Tarefa proposta 1>
Redigite sem nenhuma alteração as linhas dos registros, começando no início deles e terminando na linha que contém "256], [117, 256]]", com as duas pontas incluídas.

A saga de Oscar Alemán

Comecei a me interessar pelo guitarrista argentino Oscar Alemán ainda nos anos 70, depois de ler um comentário do crítico norte-americano Leonardo Feather -considerado o maior de jazz-, reputando-o dono de um suingue superior ao de Django Reinhardt, um dos maiores da história.
Na minha primeira viagem à Argentina, em 1985, voltei com meia dúzia de fitas velhas de Alemán, a informação de que ele morrera em 1980 e tinha uma filha de nome Selva, atriz de televisão. Todas as vezes que voltava a Buenos Aires retornava com mais algumas fitas. Em todas elas, standards da música internacional e uma profusão de músicas brasileiras, de Caymmi à bossa nova e, especialmente, no choro.
No fim de semana passado resolvi tirar três dias para passear em Buenos Aires e tentar localizar alguma coisa de Alemán e Eduardo Falú -esplêndido violonista, cantor e compositor argentino.
Não consegui convencer a filha de Alemán, Índia Morena, de que eu era jornalista querendo informações sobre o pai. Ficou desconfiada, querendo que eu enviasse e-mails com mais dados. Não deu tempo de cumprir as exigências.

Dados fornecidos>
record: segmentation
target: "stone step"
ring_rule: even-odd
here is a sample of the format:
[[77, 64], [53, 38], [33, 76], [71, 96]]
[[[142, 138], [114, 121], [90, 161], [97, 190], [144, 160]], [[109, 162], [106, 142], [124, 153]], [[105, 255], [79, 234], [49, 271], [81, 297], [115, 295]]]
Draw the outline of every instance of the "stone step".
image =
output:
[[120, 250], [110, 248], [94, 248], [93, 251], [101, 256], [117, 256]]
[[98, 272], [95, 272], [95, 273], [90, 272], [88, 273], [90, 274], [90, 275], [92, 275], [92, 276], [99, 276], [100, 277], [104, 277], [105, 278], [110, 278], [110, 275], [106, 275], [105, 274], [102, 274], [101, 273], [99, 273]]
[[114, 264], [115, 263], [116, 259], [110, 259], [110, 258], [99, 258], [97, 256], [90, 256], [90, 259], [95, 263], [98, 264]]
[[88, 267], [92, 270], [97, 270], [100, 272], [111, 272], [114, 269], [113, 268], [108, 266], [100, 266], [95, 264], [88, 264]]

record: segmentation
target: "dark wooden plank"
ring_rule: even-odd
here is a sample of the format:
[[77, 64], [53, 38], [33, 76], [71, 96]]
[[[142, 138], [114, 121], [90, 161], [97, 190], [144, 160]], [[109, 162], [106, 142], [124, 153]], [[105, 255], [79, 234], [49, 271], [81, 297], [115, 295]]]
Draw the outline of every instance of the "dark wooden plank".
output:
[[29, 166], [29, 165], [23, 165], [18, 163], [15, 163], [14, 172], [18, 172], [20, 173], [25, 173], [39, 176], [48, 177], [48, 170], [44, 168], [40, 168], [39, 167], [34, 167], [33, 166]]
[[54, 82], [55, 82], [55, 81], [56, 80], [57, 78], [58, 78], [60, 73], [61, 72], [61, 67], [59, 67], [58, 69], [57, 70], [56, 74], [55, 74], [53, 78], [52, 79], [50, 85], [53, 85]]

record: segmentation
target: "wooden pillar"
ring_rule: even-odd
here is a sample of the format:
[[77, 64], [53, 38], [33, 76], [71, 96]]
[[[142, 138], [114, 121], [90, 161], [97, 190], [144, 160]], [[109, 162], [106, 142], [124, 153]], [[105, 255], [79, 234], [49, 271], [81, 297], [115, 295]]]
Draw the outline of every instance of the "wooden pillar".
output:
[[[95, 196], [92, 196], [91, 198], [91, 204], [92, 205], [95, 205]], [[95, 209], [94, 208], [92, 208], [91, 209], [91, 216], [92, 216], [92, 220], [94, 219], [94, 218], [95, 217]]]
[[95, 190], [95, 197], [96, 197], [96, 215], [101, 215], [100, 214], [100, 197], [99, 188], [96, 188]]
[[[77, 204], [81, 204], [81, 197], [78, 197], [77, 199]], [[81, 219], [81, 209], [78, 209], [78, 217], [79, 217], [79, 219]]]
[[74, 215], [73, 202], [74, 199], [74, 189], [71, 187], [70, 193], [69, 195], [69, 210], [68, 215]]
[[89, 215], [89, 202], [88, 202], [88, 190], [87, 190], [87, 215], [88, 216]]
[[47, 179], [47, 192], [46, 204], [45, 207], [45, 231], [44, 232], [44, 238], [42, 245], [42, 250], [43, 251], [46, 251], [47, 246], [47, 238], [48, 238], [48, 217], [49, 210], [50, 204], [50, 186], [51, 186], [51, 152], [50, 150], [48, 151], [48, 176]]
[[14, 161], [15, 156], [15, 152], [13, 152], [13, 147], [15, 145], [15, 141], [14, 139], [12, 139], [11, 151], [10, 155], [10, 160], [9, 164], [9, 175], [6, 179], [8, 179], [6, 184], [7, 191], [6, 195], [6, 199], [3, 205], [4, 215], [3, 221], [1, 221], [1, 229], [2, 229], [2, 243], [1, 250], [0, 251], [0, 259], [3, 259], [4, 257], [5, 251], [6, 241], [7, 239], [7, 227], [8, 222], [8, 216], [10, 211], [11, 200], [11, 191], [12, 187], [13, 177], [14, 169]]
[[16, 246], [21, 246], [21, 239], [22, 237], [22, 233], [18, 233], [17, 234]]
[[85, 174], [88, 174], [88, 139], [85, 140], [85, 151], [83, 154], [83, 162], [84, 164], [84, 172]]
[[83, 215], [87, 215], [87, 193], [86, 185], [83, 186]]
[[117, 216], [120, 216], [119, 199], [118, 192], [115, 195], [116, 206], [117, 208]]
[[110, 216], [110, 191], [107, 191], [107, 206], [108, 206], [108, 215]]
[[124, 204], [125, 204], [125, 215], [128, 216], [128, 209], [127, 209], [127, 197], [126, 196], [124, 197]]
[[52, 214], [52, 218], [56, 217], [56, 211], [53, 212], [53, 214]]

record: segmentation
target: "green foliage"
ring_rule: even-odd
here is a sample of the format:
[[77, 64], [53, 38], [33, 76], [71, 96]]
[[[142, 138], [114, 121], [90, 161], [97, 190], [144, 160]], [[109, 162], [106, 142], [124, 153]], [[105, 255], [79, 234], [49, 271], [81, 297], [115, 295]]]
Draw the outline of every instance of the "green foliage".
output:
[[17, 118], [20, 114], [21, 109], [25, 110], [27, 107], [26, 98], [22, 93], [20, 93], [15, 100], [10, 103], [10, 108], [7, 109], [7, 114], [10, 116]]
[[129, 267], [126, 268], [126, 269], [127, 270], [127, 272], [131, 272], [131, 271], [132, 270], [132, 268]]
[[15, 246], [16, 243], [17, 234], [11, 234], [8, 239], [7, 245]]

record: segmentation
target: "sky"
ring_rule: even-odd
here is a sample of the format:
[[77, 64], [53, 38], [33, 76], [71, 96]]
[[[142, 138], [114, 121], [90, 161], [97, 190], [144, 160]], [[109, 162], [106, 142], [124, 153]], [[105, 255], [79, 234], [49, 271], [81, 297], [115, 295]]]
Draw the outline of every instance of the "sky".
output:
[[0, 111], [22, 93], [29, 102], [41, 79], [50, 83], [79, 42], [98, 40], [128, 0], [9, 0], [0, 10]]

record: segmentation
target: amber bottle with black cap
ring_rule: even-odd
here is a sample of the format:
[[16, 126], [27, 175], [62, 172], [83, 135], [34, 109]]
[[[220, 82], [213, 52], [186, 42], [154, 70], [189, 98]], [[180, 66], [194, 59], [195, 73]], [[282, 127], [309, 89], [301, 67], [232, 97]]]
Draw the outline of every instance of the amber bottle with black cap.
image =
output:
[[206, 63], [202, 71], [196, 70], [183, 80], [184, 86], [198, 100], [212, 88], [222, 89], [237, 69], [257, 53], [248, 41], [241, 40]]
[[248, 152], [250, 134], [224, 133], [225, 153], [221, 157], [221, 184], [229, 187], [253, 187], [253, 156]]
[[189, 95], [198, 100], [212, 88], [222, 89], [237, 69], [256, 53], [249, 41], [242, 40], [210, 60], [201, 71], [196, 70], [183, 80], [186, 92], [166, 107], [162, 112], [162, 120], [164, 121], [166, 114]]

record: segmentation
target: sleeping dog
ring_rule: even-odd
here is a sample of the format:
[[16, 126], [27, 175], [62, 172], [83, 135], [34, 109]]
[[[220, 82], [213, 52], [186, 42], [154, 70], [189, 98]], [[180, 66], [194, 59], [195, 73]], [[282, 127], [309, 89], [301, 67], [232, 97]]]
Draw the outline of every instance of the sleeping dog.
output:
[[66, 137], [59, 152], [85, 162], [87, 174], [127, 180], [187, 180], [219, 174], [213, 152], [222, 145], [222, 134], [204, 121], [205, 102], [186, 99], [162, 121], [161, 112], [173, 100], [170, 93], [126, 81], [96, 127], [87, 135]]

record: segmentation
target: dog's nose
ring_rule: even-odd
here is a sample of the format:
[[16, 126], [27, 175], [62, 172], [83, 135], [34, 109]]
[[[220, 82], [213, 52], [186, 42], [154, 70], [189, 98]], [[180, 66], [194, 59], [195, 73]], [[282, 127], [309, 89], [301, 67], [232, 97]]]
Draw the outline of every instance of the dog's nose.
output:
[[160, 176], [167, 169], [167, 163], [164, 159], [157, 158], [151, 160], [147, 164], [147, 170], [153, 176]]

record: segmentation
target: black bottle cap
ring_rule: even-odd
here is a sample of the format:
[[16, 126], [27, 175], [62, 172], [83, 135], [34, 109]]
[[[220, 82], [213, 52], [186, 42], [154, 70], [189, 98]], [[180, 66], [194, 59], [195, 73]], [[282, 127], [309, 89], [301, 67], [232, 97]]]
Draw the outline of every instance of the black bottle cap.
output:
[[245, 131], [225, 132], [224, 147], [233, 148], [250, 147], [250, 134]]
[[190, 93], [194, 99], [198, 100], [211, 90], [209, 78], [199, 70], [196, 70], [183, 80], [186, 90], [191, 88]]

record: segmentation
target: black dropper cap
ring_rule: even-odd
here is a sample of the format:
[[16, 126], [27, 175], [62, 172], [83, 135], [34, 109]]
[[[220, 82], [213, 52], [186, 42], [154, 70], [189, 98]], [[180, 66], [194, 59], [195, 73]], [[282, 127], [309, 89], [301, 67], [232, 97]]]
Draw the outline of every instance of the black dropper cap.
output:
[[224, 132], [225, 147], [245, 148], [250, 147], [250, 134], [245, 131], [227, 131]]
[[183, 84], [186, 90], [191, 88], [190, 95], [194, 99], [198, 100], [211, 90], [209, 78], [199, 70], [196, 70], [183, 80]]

Tarefa proposta 2>
Segundo o texto sobre Oscar Alemán, em que ano o guitarrista morreu?

Solução 1>
record: segmentation
target: "stone step"
ring_rule: even-odd
here is a sample of the format:
[[77, 64], [53, 38], [33, 76], [71, 96]]
[[[142, 138], [114, 121], [90, 161], [97, 190], [144, 160]], [[109, 162], [106, 142], [124, 153]], [[105, 255], [79, 234], [49, 271], [81, 297], [115, 295]]]
Draw the outline of every instance of the "stone step".
image =
output:
[[120, 250], [110, 248], [94, 248], [93, 251], [101, 256], [117, 256]]

Solução 2>
Em 1980.